[Detection examples]

────────────────────────────────────────

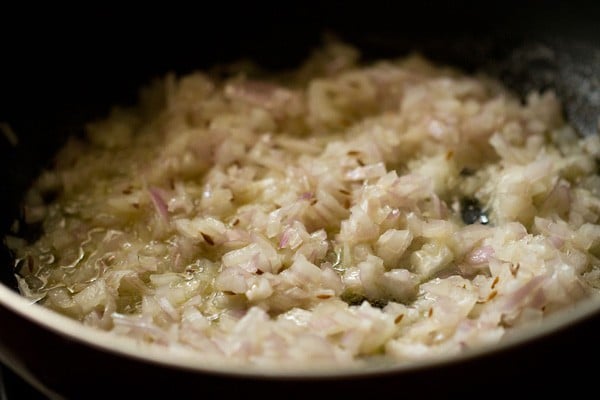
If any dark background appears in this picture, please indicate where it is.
[0,1,600,400]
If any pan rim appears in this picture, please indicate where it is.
[0,283,600,379]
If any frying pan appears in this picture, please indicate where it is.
[0,1,600,398]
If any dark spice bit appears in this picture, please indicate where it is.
[460,197,490,225]
[460,167,475,176]
[200,232,215,246]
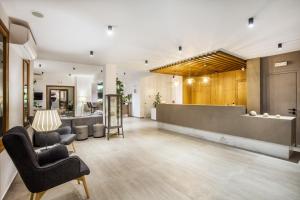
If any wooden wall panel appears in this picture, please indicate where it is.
[183,70,247,105]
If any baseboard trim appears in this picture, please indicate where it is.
[0,171,18,200]
[157,122,291,159]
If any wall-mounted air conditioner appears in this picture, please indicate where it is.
[9,22,37,60]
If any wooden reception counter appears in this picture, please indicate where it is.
[157,104,296,159]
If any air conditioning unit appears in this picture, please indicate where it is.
[9,22,37,60]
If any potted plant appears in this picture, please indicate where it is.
[151,92,161,120]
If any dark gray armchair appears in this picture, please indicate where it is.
[3,126,90,200]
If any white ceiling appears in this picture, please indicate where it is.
[1,0,300,70]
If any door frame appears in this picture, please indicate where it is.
[22,60,30,126]
[0,19,9,132]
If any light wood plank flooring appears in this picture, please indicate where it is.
[5,118,300,200]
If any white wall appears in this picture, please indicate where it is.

────────────────────────────────────────

*What is required*
Extract every line of the records above word for word, and leave the pictures out of your answer.

*Solved exercise*
If any dark background appears in this picture, please indicate where it is.
[0,1,600,400]
If any pan rim appears in this picture, please indicate where it is.
[0,283,600,379]
If any frying pan appears in this picture, please indicate where it is.
[0,1,600,398]
If any dark spice bit appears in this picture, please indicate where it is.
[460,197,490,225]
[460,167,475,176]
[200,232,215,246]
If any wooden wall panel appears in this picture, please indicate where it is.
[183,70,247,105]
If any baseboard trim appears in this picture, please indicate where it is.
[0,171,18,200]
[157,122,291,159]
If any wall-mounted air conditioner appears in this picture, please indicate where it is.
[9,22,37,60]
If any wooden reception counter appears in this picture, please indicate where it is.
[157,104,296,159]
If any air conditioning unit appears in this picture, please indicate where it is.
[9,22,37,60]
If any potted plant appears in this picture, please indicate where it is.
[151,92,161,120]
If any dark gray armchair appears in this picture, please indicate where it is.
[3,126,90,200]
If any white ceiling appears in this picture, please indicate where it is.
[1,0,300,70]
If any door frame appears in this picture, please indicate where it is.
[22,60,30,126]
[0,19,9,132]
If any light wood plank flooring appears in this picture, please indicate where it is.
[5,118,300,200]
If any white wall appears in this picture, please indicate where it is.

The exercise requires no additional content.